## Problem to work on
Upon reaching the line containing "Expected: one point per instance of the burning", output that line and all remaining lines exactly, through the end of the entries, and output nothing before it.

---------- Entries shown

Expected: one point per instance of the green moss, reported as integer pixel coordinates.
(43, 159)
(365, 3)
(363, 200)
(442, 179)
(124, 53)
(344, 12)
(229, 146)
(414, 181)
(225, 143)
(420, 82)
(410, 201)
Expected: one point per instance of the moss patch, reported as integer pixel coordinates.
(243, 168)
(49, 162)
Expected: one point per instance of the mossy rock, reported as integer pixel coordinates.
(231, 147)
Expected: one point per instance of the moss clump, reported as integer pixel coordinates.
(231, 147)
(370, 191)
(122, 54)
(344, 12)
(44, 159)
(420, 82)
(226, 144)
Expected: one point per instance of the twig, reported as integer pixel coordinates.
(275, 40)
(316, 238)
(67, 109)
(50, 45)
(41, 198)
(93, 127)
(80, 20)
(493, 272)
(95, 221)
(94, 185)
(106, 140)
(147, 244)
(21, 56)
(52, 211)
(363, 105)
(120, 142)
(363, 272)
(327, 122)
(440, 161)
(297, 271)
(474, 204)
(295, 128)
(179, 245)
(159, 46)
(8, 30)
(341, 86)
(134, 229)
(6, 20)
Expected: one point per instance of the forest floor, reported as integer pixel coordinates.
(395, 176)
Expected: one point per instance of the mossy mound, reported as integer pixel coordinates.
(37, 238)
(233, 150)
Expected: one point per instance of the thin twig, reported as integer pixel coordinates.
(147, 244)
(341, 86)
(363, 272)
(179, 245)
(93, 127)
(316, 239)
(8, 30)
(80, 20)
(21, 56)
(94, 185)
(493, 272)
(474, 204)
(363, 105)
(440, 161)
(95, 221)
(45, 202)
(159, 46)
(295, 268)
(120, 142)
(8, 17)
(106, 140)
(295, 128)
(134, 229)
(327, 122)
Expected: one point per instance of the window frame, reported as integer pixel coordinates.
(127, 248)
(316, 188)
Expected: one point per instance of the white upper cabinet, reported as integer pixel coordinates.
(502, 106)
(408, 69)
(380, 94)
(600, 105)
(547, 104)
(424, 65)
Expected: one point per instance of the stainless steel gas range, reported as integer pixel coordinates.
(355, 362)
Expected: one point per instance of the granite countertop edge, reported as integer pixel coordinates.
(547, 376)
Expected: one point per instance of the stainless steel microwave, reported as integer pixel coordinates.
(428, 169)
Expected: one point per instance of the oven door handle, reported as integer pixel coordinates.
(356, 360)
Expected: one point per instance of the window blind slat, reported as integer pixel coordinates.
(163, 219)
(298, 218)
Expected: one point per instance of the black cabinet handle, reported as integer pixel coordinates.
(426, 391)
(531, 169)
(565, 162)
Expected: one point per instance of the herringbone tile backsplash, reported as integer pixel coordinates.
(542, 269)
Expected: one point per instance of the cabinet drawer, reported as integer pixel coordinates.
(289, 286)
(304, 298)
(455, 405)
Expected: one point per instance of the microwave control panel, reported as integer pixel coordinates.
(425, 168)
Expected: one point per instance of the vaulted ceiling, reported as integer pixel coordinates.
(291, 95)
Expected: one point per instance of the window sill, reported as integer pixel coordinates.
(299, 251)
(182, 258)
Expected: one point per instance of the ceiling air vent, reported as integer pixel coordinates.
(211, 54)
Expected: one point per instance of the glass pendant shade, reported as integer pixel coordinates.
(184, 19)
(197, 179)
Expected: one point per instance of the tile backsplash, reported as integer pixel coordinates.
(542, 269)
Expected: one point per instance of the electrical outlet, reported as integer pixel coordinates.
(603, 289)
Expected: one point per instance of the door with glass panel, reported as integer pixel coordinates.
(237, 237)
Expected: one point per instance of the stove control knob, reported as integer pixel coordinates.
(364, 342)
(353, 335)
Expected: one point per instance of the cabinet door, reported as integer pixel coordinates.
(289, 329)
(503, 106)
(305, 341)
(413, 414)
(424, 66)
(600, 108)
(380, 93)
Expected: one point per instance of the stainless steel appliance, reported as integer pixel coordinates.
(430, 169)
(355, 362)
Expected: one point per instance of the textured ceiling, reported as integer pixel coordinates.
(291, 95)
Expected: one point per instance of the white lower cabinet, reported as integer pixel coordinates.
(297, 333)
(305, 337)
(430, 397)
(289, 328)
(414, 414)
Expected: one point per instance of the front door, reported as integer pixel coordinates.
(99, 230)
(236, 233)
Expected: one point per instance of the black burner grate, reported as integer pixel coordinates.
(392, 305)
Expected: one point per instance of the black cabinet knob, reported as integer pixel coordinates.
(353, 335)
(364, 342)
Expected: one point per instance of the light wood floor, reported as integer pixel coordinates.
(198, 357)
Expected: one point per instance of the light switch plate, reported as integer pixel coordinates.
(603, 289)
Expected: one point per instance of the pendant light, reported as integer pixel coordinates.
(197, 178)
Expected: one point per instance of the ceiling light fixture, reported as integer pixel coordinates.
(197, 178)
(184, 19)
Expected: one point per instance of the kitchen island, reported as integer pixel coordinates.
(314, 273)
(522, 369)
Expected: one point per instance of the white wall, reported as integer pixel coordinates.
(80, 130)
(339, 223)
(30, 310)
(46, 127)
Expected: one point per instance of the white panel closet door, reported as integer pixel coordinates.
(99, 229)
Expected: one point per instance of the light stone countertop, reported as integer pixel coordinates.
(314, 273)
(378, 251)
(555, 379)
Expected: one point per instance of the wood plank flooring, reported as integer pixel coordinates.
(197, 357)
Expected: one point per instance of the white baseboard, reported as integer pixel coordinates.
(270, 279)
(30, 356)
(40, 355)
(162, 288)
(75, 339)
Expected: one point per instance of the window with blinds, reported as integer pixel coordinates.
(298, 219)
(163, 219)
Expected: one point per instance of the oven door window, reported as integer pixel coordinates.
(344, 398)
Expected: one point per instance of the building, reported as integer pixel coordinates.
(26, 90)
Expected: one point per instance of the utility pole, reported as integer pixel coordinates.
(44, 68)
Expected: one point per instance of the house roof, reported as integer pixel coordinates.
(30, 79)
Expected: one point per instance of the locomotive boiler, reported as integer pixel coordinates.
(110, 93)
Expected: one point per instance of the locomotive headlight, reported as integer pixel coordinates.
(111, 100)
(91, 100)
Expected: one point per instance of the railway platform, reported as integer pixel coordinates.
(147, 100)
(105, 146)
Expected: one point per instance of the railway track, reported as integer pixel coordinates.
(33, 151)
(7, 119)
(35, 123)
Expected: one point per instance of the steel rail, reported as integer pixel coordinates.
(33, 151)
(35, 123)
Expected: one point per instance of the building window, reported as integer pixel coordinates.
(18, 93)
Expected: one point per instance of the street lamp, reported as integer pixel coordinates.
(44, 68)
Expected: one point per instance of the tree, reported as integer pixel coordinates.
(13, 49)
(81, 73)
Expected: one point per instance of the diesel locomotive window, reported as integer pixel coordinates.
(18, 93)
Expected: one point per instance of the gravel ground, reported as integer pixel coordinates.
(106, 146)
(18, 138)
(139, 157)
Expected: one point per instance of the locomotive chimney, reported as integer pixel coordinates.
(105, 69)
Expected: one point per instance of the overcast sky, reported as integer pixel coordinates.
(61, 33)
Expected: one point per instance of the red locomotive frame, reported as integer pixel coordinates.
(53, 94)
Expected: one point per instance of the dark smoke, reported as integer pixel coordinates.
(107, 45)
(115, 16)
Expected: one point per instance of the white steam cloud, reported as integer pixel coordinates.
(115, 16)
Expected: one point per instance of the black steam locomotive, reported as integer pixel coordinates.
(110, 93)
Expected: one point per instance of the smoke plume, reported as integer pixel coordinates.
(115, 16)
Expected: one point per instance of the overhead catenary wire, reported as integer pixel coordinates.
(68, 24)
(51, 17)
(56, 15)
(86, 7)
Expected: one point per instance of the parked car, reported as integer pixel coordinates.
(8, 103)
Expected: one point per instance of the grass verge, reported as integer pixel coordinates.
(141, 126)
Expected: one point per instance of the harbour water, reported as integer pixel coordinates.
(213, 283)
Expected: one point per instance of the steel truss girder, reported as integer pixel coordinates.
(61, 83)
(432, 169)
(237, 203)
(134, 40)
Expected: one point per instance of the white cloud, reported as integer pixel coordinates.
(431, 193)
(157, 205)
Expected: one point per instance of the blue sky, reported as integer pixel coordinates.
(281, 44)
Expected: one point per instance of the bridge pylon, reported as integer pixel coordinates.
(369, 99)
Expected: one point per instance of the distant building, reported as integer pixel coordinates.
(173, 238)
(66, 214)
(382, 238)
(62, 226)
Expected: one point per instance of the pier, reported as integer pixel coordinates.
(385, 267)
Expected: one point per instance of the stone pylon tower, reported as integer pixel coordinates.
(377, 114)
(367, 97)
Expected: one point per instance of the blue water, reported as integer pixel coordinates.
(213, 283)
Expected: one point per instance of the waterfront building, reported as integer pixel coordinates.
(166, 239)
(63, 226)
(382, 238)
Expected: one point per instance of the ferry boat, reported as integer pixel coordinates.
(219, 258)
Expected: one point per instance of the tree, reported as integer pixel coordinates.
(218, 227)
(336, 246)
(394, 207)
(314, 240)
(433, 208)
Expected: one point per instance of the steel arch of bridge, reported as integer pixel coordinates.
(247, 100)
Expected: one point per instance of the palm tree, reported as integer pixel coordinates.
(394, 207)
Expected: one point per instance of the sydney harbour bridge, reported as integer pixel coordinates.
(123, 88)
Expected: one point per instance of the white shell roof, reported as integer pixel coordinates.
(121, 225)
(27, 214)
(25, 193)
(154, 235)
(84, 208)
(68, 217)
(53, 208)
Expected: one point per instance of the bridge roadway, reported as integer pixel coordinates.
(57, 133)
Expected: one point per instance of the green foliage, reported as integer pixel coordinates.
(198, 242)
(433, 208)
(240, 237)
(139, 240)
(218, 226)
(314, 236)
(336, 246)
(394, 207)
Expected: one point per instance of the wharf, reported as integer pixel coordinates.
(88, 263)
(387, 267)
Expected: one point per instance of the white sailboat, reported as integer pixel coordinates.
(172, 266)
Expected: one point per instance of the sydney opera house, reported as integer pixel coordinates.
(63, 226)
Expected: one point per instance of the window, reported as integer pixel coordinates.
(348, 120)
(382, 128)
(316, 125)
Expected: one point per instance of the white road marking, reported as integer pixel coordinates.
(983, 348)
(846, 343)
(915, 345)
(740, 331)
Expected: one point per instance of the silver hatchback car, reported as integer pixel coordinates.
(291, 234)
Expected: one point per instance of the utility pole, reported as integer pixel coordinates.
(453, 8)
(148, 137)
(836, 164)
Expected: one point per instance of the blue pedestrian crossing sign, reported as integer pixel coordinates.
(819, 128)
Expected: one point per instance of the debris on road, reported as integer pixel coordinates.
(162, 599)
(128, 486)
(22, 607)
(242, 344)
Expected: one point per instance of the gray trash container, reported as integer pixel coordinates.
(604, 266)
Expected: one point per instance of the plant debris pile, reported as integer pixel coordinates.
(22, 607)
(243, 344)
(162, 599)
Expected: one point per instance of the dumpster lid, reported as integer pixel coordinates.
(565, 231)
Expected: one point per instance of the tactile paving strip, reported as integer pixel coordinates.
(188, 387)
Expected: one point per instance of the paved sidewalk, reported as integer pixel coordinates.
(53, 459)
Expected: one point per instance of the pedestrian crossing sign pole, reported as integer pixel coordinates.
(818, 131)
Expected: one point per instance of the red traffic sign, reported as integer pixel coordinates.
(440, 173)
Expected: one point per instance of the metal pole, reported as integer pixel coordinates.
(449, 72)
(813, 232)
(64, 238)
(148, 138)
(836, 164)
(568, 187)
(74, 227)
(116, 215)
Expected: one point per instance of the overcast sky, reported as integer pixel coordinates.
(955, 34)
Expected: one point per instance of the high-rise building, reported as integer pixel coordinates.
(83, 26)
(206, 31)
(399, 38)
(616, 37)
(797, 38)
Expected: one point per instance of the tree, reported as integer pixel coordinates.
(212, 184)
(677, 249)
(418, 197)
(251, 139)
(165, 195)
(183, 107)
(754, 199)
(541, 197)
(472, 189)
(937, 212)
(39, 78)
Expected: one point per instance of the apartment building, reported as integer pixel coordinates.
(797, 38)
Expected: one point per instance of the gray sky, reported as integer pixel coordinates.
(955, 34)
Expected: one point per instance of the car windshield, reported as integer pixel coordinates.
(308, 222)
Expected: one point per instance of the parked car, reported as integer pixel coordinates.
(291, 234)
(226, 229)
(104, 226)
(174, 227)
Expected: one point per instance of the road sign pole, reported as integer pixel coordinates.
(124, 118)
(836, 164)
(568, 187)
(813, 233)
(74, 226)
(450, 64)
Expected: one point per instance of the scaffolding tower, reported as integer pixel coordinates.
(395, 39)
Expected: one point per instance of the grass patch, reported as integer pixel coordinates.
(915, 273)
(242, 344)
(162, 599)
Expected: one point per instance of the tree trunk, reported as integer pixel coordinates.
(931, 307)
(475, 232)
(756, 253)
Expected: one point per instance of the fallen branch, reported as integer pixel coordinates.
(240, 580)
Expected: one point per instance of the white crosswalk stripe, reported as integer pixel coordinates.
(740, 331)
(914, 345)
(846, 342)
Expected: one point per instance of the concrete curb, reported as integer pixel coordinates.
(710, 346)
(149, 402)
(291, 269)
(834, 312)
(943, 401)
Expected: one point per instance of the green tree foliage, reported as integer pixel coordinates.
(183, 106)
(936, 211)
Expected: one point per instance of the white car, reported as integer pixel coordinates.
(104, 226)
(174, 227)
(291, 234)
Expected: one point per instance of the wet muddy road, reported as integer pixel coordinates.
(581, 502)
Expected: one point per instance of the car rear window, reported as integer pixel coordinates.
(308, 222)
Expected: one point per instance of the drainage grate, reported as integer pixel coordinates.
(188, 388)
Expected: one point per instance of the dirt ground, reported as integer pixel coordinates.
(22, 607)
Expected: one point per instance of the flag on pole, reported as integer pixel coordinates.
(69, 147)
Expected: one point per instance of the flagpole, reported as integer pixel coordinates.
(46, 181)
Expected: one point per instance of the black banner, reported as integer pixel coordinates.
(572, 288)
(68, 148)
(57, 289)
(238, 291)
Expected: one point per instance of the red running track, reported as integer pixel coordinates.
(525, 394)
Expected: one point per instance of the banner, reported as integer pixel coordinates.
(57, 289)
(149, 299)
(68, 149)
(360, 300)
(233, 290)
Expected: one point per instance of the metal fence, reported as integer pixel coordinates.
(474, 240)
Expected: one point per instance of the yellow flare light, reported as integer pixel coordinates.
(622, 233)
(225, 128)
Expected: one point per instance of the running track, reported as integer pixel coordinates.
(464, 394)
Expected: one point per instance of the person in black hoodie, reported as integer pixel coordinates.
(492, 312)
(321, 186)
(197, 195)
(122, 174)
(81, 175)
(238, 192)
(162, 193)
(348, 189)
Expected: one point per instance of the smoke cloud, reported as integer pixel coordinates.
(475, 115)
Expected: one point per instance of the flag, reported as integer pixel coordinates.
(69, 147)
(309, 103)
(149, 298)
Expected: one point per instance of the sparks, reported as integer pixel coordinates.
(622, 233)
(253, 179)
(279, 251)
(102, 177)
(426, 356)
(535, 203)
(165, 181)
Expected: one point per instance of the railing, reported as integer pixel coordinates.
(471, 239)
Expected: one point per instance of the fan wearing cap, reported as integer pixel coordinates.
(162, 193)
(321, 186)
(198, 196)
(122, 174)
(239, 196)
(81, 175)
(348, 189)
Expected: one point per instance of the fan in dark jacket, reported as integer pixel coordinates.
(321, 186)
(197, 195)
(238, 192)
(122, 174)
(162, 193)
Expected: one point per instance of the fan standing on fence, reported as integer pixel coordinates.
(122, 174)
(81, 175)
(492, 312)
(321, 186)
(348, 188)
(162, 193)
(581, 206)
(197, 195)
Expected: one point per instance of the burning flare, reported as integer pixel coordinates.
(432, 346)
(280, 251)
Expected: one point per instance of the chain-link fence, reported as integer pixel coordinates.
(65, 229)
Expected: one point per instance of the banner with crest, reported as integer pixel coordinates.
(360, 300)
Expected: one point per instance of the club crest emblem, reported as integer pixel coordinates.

--------------------

## Reply
Expected: one point per instance of the burning flare, reported as integer pixel coordinates.
(432, 346)
(280, 251)
Expected: one point per instance of the chain-link fence, reported as integer pixel coordinates.
(65, 229)
Expected: one point per instance of the banner with crest, reported as integer pixel coordinates.
(360, 300)
Expected: one point per instance of the club crest emblem, reported as integer pixel coordinates.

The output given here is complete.